Task description – Please print everything from "New parliamentary elections" down to "University of Kyoto." in the passage about Dries van Agt, word for word.

Reading passage –
Prime Minister in the Cabinet Van Agt III
The caretaker government went through as a minority cabinet, with only ministers from the parties Christian Democratic Appeal and Democrats 66, in the Cabinet Van Agt III. For replacing the six Labour Party ministers, five new Christian Democratic Appeal and Democrats 66 ministers were in place, while van Agt in the cabinet, as well as being Prime Minister was also Minister of Foreign Affairs.
New parliamentary elections were organized for September 1982. Although Van Agt, by this point was worn out, he was persuaded again to be Leader of the Christian Democratic Appeal but shortly after the election he withdrew as a candidate for prime minister and was succeeded by Ruud Lubbers.
Dries van Agt served as Ambassador of the European Community to Japan from 1987 to 1990 and to the United States from 1990 to 1995. From 1995 to 1996, he was a Visiting Professor of International Relations at the University of Kyoto.
He is currently Prime Counsellor for the International Forum for Justice and Peace, a foundation under Dutch law, registered at the Chamber of Commerce in Amsterdam. Chaired by retired international businessman Ben Smoes, they are currently focused on justice and peace in regard to the Israel/Palestine conflict
Van Agt lectured in May 2006 in Cairo at the invitation of the Egyptian electronic magazine Arab-West Report about great changes in the cultural climate of north-western Europe in the past decades, becoming more hostile to religion, including Islam. Muslims, he argued, need to understand those changes in order to be able to respond better to European criticism on Islam and the Muslim world.

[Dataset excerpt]
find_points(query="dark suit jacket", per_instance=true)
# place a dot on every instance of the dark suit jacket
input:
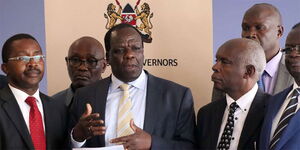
(291, 135)
(283, 81)
(3, 81)
(209, 122)
(14, 132)
(169, 114)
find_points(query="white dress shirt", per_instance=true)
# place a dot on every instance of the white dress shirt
(24, 107)
(137, 93)
(244, 103)
(280, 112)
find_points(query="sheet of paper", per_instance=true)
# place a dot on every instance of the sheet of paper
(117, 147)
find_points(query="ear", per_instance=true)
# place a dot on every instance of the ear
(250, 71)
(280, 30)
(104, 65)
(4, 68)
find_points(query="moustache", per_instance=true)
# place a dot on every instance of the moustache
(34, 70)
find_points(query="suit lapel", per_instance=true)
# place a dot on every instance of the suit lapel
(153, 100)
(274, 105)
(13, 111)
(101, 92)
(217, 121)
(253, 120)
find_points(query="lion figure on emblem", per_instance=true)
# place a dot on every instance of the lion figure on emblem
(113, 15)
(146, 24)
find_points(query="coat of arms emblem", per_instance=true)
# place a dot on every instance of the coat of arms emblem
(140, 18)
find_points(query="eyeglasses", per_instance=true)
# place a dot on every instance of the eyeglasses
(26, 59)
(90, 63)
(289, 49)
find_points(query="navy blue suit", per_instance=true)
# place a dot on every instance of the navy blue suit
(290, 137)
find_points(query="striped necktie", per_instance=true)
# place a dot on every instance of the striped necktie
(286, 116)
(124, 113)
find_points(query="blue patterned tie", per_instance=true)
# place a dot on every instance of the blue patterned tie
(286, 116)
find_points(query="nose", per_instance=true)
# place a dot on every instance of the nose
(216, 67)
(250, 34)
(129, 54)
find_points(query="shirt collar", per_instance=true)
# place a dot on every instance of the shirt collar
(272, 65)
(21, 96)
(294, 87)
(139, 83)
(245, 101)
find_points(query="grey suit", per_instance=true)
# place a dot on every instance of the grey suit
(283, 81)
(169, 114)
(14, 132)
(209, 120)
(66, 96)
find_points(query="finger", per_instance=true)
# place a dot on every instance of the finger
(94, 116)
(122, 139)
(97, 130)
(88, 110)
(133, 126)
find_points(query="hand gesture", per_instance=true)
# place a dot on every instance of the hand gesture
(140, 140)
(89, 125)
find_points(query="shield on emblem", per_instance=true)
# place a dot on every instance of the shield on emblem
(128, 15)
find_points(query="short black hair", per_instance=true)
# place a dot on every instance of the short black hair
(6, 49)
(296, 26)
(114, 28)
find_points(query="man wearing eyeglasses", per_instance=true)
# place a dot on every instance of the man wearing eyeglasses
(281, 130)
(85, 63)
(28, 118)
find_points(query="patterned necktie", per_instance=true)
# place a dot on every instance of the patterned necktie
(286, 116)
(124, 113)
(224, 143)
(36, 125)
(260, 82)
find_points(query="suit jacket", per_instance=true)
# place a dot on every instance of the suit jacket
(283, 81)
(169, 114)
(14, 132)
(291, 135)
(65, 96)
(209, 122)
(3, 81)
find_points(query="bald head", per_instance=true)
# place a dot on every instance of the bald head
(85, 61)
(247, 52)
(239, 63)
(262, 23)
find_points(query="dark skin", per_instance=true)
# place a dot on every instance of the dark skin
(230, 75)
(126, 58)
(86, 48)
(89, 125)
(22, 75)
(126, 55)
(292, 60)
(263, 24)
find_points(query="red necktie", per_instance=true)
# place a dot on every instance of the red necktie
(36, 125)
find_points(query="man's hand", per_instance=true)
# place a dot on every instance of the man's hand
(140, 140)
(89, 125)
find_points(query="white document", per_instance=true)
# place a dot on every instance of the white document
(117, 147)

Answer in full –
New parliamentary elections were organized for September 1982. Although Van Agt, by this point was worn out, he was persuaded again to be Leader of the Christian Democratic Appeal but shortly after the election he withdrew as a candidate for prime minister and was succeeded by Ruud Lubbers.
Dries van Agt served as Ambassador of the European Community to Japan from 1987 to 1990 and to the United States from 1990 to 1995. From 1995 to 1996, he was a Visiting Professor of International Relations at the University of Kyoto.